### Task instructions
1. Set down the passage of the Astria.ai article between "Astria can animate" and "journey within minutes.", inclusive, word for word.
2. Answer these questions from the Astria.ai article:
(a) On what date was the article posted?
(b) Which API does Astria offer for crafting distinct visuals?
(c) Which pre-configured features and APIs does the article list as part of Astria's platform?
3. Write what comes next in the Astria.ai article, beginning after its final sentence.

### Extracted text
Akriti Upadhyay

Posted on Feb 7, 2024

Multi-Person Image Generation Using Stable Diffusion Models on Astria.ai

#ai #coding #api #tutorial

Introduction

One of the most exciting developments in AI is the ability to generate images from text prompts. How would it be if you could generate novel images not only of a single person but of multiple people, together in the same frame? This does sound interesting!

With Astria.ai, this is a simple and quick process. Let’s dive deeper to know more about Astria and how it can help us generate multi-person images.

Astra.ai: Personalized AI for Life-Like Headshots

Astria.ai is a leading AI-powered platform that specializes in image generation and tailored AI solutions. It is designed to simplify and expedite the creation of unique images. Astria offers Dreambooth API for crafting distinct visuals. This API streamlines the fine-tuning process, which eliminates the need for managing GPUs, Python scripts, or adjusting hyperparameters.

Astria can animate concepts, breathing life into narratives without the need for pre-existing footage. This functionality enhances its storytelling potential and elevates the user experience. Astria facilitates image generation through text prompts to empower users to refine their creations effortlessly. Because of the optimal performance and stability, users and app developers can initiate their creative journey within minutes.

Astria offers a comprehensive platform equipped with intuitive tools tailored for easily refining Stable Diffusion models. Its pre-configured features and accessible APIs, such as AI Photoshoot, Product Shots, InPainting, and Masking, along with a user-friendly tuning guide, help streamline the AI image generation process.

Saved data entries

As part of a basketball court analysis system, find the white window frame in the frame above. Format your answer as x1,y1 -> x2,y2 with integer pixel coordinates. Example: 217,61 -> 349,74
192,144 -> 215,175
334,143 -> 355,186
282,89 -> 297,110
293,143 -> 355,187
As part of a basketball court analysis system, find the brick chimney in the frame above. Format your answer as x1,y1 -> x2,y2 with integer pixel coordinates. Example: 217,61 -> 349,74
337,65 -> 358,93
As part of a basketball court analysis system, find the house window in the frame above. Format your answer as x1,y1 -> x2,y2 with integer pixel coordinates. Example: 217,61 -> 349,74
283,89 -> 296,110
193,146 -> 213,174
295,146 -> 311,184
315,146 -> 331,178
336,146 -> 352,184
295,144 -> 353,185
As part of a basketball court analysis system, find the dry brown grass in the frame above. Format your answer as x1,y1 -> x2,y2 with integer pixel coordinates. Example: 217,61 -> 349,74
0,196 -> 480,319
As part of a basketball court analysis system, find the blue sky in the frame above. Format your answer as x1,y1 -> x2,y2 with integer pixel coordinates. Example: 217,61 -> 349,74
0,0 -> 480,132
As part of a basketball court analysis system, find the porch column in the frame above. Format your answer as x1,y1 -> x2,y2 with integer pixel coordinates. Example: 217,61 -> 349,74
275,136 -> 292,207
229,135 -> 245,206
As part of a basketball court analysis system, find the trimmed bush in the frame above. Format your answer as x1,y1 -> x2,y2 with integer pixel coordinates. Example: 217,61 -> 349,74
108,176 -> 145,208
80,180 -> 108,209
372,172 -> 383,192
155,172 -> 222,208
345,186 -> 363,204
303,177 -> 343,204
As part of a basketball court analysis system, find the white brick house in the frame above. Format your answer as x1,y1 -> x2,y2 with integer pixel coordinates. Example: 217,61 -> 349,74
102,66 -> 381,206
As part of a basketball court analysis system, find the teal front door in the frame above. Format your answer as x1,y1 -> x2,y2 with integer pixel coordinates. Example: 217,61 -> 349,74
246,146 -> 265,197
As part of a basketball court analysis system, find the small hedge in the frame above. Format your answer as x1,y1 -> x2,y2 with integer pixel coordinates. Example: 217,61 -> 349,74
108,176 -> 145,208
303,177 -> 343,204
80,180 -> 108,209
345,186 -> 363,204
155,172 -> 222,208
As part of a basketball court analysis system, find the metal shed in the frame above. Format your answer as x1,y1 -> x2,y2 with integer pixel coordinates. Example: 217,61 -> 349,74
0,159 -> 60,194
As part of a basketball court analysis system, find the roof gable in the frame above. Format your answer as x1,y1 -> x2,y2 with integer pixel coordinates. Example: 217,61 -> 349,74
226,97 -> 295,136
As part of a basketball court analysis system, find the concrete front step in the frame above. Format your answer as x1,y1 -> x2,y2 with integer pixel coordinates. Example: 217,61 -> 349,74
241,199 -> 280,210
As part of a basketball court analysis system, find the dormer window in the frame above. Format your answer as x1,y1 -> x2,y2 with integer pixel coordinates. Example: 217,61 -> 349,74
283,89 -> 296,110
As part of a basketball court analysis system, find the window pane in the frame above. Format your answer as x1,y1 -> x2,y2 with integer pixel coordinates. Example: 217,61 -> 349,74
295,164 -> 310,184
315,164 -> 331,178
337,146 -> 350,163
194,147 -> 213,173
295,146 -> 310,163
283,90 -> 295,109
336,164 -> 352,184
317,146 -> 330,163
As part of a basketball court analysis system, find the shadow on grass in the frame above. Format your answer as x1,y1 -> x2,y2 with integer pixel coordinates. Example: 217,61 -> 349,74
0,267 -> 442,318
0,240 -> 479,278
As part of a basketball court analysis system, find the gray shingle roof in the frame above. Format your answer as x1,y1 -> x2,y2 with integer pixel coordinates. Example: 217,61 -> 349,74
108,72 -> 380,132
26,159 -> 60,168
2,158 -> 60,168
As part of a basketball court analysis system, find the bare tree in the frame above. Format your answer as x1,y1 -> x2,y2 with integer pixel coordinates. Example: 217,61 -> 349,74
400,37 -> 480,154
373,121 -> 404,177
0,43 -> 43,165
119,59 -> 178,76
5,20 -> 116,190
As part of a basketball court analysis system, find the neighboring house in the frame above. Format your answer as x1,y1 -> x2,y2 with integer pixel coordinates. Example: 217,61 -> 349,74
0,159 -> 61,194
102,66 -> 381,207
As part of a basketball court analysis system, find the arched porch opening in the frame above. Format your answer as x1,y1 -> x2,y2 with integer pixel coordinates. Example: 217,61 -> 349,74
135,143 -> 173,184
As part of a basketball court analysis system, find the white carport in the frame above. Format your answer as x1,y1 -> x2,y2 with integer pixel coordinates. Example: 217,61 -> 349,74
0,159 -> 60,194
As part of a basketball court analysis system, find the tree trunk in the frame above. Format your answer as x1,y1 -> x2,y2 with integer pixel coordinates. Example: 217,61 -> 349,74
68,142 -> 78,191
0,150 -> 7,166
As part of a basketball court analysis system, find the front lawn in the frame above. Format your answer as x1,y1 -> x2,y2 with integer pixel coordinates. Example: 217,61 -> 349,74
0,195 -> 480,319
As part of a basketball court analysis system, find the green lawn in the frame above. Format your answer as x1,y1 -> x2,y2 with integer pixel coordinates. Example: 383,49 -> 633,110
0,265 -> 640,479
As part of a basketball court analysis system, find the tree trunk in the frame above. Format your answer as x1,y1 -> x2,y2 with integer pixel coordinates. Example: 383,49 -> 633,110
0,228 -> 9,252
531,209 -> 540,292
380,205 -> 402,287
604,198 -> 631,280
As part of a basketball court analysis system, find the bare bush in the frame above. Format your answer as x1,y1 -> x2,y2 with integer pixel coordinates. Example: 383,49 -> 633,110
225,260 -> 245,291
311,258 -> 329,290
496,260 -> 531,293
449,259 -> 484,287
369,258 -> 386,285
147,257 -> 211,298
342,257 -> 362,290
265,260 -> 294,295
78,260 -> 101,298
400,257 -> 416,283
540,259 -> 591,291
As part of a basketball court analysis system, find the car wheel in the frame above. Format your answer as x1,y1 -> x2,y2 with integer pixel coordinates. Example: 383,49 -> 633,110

### Outputs
1.
Astria can animate concepts, breathing life into narratives without the need for pre-existing footage. This functionality enhances its storytelling potential and elevates the user experience. Astria facilitates image generation through text prompts to empower users to refine their creations effortlessly. Because of the optimal performance and stability, users and app developers can initiate their creative journey within minutes.

2.
(a) Feb 7, 2024
(b) Dreambooth API
(c) AI Photoshoot, Product Shots, InPainting, and Masking

3.
A standout aspect of Astria.ai is its extensive API functionality which allows automatic complex workflow over the platform efficiently and cost-effectively. This accessibility empowers app developers to swiftly integrate Astria APIs into their applications by leveraging the advanced capabilities of Stable Diffusion models.

For developers who specialize in social applications, particularly within the photo editing category, this represents a significant opportunity. Users can embed Astria APIs within the mobile app framework and share the unique images with their friends.
There are two types of Stable Diffusion model architectures, one SD15 and another SDXL, on Astria.

Astria allows importing any open-source model such as from CivitAI. However, here are several popular base tune models on Astria:

Realistic Vision 2.0: This model is an improved version of Stable Diffusion 1.5 and excels at generating limitless ultra-realistic images.
runwayml/stable-diffusion-v1-5: It is a latent text-to-image model, which is capable of producing photorealistic images from textual inputs. It was initialized with Stable Diffusion-v1-2 checkpoint weights and fine-tuned on ‘laion-aesthetics v2.5+’ for 595 steps at a resolution of 512x512.
Realistic Vision V5.1 V5.1 (VAE): This is part of the Stable Diffusion. The integration of the Variational Autoencoder enhances the image quality.
Deliberate: This model synergizes with CivitAI’s LoRA weights, which produce stylistic and artistic images.
AnyLoRA: This is a diffuser model that is compatible with CivitAI’s LoRA weights. This model is developed by Lykon from CivitAI.
DreamShaper 8: This model is fine-tuned on runwayml/stable-diffusion-v1-5. It is recognized for its production of high-quality images.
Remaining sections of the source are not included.